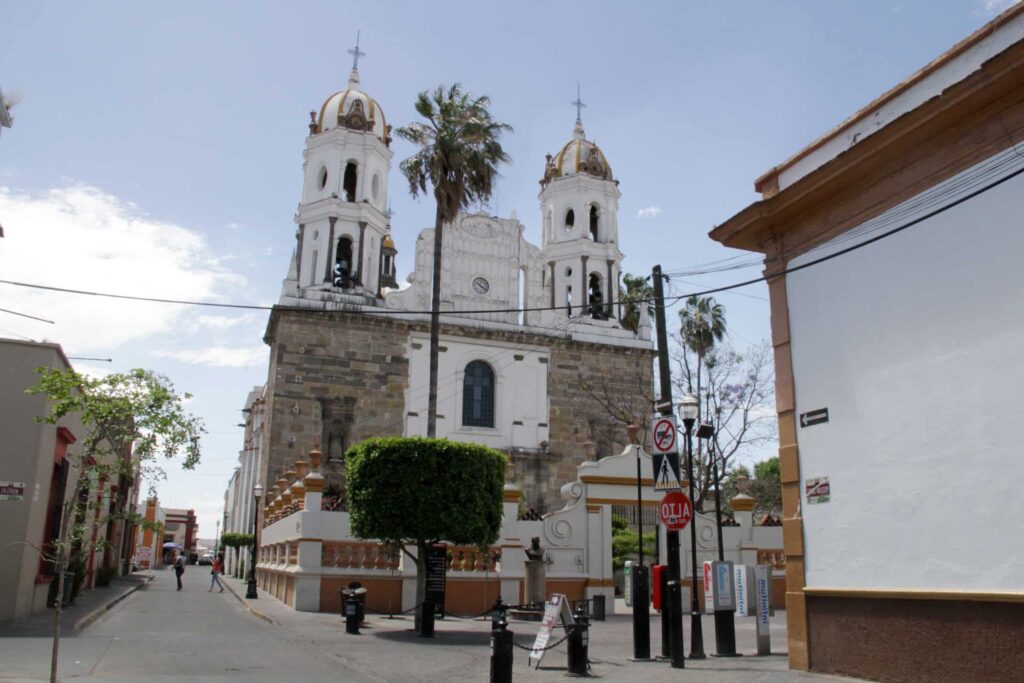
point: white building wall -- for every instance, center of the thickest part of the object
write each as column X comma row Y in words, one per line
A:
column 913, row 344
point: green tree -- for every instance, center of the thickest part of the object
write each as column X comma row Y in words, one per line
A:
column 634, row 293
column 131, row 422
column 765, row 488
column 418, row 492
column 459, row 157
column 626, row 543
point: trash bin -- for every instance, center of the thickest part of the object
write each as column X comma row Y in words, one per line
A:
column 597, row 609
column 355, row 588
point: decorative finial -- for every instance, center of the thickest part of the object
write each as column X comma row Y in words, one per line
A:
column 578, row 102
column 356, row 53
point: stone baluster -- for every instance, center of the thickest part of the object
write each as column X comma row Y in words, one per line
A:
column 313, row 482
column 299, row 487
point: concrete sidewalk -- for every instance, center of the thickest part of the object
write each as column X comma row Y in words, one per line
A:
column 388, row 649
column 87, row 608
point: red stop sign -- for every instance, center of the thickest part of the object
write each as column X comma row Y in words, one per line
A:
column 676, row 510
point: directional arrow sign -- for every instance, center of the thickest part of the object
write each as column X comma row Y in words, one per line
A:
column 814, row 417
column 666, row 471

━━━━━━━━━━

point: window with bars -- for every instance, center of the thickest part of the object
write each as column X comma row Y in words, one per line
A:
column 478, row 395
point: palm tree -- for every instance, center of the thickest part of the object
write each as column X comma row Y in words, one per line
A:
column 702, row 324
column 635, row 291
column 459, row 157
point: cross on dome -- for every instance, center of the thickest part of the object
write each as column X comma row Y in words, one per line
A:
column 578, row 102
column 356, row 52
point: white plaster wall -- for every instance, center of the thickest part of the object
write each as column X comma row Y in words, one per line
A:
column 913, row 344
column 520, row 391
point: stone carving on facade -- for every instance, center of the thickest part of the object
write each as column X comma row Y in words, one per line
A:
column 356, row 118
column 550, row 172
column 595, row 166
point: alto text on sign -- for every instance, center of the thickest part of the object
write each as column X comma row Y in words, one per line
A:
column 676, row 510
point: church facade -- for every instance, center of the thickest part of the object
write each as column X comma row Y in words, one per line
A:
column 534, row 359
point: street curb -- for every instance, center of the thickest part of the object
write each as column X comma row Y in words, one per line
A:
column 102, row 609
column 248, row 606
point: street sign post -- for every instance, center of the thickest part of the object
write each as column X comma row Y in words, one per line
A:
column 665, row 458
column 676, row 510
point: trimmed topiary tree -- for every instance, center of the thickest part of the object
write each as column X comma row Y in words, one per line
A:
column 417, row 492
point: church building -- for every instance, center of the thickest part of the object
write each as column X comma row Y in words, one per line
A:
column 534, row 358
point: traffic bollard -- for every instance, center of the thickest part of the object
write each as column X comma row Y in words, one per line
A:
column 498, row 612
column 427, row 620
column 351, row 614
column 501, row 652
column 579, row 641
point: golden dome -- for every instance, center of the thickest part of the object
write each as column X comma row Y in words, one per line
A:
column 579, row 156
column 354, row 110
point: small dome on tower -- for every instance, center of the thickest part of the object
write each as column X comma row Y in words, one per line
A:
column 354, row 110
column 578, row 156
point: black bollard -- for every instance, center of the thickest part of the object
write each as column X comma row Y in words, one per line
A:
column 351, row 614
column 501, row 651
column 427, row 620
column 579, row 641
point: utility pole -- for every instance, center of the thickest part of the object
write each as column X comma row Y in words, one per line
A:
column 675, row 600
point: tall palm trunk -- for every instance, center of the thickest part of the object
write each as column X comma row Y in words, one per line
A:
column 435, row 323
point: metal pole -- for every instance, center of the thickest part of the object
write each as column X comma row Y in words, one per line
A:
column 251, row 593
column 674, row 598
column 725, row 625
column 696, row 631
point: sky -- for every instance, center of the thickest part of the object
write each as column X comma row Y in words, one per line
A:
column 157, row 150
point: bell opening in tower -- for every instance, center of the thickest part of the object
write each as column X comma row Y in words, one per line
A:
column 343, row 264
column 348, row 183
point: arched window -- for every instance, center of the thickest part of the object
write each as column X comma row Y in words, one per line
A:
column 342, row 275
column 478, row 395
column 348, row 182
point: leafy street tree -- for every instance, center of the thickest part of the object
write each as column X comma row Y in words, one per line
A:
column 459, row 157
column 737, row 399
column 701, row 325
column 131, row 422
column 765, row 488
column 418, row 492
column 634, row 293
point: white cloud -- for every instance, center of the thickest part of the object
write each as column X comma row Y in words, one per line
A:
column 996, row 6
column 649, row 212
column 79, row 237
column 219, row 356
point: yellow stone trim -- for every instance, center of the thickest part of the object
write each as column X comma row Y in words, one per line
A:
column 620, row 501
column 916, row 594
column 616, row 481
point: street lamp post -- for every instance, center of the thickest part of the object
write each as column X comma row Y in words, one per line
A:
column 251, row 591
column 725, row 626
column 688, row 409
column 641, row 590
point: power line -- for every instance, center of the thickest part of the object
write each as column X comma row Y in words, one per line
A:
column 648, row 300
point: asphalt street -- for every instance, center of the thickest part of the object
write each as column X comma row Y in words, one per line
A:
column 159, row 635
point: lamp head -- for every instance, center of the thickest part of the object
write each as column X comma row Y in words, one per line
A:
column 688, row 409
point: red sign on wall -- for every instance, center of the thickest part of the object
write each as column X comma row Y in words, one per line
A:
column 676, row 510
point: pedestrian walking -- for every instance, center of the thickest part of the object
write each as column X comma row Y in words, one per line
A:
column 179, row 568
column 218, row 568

━━━━━━━━━━

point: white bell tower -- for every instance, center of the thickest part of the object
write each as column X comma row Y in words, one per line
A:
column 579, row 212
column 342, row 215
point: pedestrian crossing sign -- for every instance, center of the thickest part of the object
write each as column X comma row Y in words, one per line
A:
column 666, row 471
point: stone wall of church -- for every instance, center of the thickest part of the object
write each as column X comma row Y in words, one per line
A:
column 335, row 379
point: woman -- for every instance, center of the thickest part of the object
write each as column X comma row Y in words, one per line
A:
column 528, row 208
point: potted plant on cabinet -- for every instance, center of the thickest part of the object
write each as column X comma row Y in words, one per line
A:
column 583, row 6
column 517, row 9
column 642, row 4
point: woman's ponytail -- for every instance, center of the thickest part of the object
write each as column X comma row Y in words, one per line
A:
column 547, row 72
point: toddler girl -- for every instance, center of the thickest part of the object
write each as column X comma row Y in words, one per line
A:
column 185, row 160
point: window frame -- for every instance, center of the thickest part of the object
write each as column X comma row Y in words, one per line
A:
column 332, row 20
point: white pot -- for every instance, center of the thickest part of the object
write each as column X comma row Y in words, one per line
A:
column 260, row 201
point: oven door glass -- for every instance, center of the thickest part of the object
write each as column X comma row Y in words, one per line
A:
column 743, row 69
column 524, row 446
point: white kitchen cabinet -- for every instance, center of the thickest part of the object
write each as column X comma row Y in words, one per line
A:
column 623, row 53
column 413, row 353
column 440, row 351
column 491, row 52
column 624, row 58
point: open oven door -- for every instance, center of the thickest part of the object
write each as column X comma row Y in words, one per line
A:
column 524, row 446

━━━━━━━━━━

**Task goal:**
All lines with the word "pedestrian" must be located in the data and copied.

**Expected answer:**
point: pedestrian walking -- for every instance, center of the thickest part of the object
point: pedestrian crossing sign -- for every instance, center of the thickest part of the object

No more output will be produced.